DIRECTIONS: Tally the lines of the items below that contain the string "pixel", and report only the resulting number.

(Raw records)
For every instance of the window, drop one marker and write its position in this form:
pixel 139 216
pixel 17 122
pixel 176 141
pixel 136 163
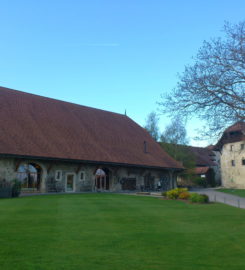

ANSWER TO THE PROBLEM: 4